= Original affluent society =

Theory in anthropology

The "original affluent society" is the proposition that argues that the lives of hunter-gatherers can be seen as embedding a sufficient degree of material comfort and security to be considered affluent. The theory was first put forward in a paper presented by Marshall Sahlins at a famous symposium in 1966 entitled 'Man the Hunter'. Sahlins observes that affluence is the satisfaction of wants, "which may be 'easily satisfied' either by producing much or desiring little." Given a culture characterized by limited wants, Sahlins argued that hunter-gatherers were able to live 'affluently' through the relatively easy satisfaction of their material needs.

At the time of the symposium new research by anthropologists, such as Richard B. Lee's work on the ǃKung people of southern Africa, challenged popular notions that hunter-gatherer societies were always near the brink of starvation and continuously engaged in a struggle for survival. Sahlins gathered the data from these studies and used it to support a comprehensive argument that states that hunter-gatherers did not suffer from deprivation, but instead lived in a society in which "all the people's wants are easily satisfied."

▶ Supplied records
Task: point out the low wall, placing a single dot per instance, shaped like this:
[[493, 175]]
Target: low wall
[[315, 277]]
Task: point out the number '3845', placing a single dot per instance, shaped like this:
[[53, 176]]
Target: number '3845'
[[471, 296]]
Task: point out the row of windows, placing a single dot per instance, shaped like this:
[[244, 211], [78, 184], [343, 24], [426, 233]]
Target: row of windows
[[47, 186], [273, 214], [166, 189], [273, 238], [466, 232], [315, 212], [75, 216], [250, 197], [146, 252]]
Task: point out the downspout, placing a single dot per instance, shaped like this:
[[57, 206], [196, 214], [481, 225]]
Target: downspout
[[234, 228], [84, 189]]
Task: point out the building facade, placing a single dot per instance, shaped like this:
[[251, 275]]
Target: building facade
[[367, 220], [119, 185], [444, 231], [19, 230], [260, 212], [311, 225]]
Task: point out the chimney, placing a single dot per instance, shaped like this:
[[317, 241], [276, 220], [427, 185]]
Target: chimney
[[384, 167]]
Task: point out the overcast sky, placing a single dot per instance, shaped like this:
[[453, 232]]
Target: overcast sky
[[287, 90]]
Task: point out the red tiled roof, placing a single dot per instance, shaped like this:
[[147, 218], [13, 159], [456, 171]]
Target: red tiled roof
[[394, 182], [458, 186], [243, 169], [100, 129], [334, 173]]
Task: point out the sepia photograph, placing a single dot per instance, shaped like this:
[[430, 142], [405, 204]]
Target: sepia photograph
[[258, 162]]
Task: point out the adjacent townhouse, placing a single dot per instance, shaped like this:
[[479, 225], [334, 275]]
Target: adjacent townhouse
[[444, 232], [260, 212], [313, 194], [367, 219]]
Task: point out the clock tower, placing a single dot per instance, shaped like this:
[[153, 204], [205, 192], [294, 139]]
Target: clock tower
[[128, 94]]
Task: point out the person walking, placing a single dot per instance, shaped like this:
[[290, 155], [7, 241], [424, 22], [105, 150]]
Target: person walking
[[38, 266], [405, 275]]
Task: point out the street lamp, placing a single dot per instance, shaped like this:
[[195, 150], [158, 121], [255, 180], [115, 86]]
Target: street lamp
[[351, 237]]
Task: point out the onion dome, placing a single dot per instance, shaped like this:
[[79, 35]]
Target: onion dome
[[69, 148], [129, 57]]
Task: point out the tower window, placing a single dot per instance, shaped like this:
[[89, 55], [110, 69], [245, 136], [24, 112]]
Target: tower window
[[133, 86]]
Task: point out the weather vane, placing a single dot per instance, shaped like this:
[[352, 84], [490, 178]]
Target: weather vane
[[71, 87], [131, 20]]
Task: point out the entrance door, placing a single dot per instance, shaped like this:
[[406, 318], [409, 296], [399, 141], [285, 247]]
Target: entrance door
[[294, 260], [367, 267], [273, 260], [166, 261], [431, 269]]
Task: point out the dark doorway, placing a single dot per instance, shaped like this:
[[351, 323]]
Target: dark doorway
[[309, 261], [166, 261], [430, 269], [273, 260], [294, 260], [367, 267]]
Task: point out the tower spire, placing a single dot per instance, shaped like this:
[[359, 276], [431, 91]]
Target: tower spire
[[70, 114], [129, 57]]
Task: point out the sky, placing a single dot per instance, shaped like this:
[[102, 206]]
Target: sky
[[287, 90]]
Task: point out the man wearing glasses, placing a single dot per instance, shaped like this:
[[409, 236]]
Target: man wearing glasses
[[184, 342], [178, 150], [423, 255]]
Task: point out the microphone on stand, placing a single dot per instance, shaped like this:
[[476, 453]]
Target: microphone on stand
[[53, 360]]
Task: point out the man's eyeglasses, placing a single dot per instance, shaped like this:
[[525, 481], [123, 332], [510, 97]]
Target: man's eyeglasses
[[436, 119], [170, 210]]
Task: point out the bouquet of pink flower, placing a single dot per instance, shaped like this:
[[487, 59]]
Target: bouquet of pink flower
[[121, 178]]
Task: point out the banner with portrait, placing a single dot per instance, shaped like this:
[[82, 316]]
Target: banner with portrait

▶ Task instructions
List every word or phrase that the article on the original affluent society, above, sets in single quotation marks.

▶ Task output
- 'Man the Hunter'
- 'easily satisfied'
- 'affluently'